-------- Extracted text --------


 

  7 Responses to “GOJIRA: “L’ENFANT SAUVAGE” (A Review By TheMadIsraeli)”

  1. Roughly 1% of this review consists of variations on the word ‘fuck’. That’s a fucking lot.

    Great album, still prefer TWoAF for sheer intensity and variation, but it’s hard to argue with tracks like ‘The Gift Of Guilt’.

  2. “Alright, in my pantheon there are three kinds of metal: Fucking brutal, THALL, and Jens Kidman face.”

    I do believe that is the most cringe-worthy opening line to a review that I have ever read.

  3. Thanks for all three articles everyone!
    Regarding the reviews as a whole, something unexpectedly occurred to me: I really enjoy how you guys (and writers in general) describe in full effect your listening experience and the thoughts and feelings a particular band evokes, but I dont know if I get anything out of how anyone describes the way the music sounds.. That’s neither an insult nor criticism. Its just weird how through all the different methods of description, from comparison to other bands, to moods evoked, and to variations on “brutal” “pummeling” and “thrashing”, if I didn’t know what Gojira sounded like before I couldn’t possibly discern it from text alone.

-------- Record extracts --------

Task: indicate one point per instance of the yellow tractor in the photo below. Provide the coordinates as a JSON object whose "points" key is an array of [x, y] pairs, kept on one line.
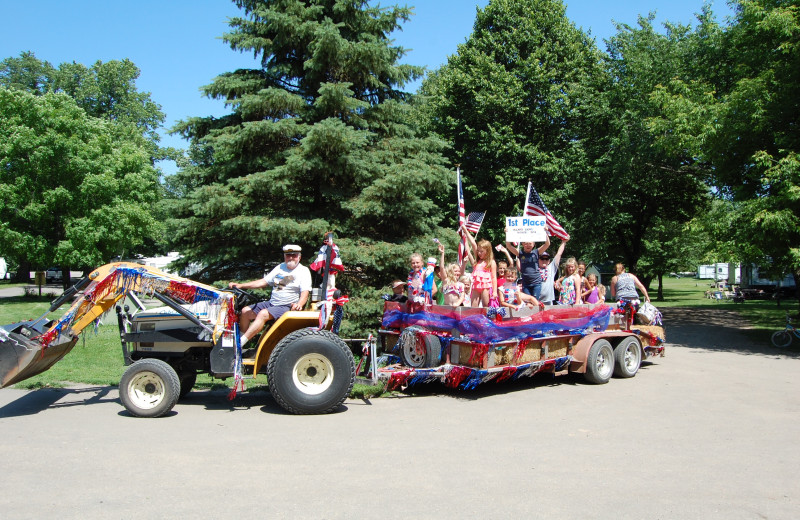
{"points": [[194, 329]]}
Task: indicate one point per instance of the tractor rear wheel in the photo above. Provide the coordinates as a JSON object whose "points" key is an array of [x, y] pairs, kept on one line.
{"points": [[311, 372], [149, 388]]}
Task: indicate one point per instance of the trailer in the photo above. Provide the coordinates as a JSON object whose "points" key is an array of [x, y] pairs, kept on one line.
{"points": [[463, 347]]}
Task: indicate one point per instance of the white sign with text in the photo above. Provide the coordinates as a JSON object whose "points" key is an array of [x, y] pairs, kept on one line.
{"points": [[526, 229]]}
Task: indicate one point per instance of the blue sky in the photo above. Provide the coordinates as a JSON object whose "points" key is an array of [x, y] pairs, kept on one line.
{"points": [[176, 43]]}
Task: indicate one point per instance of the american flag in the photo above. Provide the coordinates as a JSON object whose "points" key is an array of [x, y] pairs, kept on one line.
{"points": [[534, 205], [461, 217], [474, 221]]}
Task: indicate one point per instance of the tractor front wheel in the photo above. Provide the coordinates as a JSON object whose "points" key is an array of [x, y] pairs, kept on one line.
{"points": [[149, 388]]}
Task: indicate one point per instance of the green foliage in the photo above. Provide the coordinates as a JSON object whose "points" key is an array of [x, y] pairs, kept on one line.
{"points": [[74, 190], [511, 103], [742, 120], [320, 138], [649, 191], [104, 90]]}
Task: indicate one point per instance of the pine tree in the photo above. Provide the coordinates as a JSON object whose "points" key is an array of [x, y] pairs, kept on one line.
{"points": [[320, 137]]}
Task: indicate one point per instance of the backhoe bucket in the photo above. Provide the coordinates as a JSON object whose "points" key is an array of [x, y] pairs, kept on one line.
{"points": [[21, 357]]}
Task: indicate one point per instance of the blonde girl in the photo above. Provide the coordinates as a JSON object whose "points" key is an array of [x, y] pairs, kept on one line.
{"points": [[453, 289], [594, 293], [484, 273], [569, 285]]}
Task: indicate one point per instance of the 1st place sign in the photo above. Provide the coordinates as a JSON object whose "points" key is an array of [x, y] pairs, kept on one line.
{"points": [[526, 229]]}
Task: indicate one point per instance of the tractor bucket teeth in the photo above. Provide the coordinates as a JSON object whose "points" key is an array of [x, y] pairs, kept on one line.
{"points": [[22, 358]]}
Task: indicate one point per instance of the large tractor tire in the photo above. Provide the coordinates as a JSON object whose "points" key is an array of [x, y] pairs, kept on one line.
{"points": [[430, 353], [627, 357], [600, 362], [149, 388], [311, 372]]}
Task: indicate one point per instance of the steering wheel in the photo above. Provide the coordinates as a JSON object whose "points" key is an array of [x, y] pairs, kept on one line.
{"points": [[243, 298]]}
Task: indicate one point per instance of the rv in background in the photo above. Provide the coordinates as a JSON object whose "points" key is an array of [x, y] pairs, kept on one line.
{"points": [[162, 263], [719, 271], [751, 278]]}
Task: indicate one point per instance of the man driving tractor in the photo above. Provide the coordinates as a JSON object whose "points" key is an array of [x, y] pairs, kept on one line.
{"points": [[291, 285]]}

--------

What to work on =>
[1] Answer these questions about the reader comments on the Gojira review:
(a) Which album does the first commenter still prefer for sheer intensity and variation?
(b) Which track does the first commenter single out as hard to argue with?
(c) How many articles does the third commenter thank everyone for?
[2] Extend the reader comments on the Gojira review past their final sentence.

Solved problems =>
[1]
(a) TWoAF
(b) 'The Gift Of Guilt'
(c) Three

[2]
    Is this weird? Am I totally off base here? I’m not sure why after all these years this just now occurred to me. Perhaps its the fact that although this was one of my most anticipated releases of the year and the fact that I would have bought this despite any reviews, I haven’t listened to ANY pre-released clips or the free stream. Moreover, as Islander opined in his review, Gojira has such a distinct sound that there’s this weird paradox in which you have an Idea of exactly how it will sound (their “signature”) yet because of the inherent experimental nature of this band it could be galaxies away from anything you were expecting.

    I didnt mean for this to be an incoherent rant, I just don’t remember ever feeling so confounded like this. I suppose its just my anticipation driving me insane: I just got off of work and am downloading the new album from Amazon cloud as I type and its taking forfuckingever due to my weak temporary connection. Whatevs, thanks again dudes.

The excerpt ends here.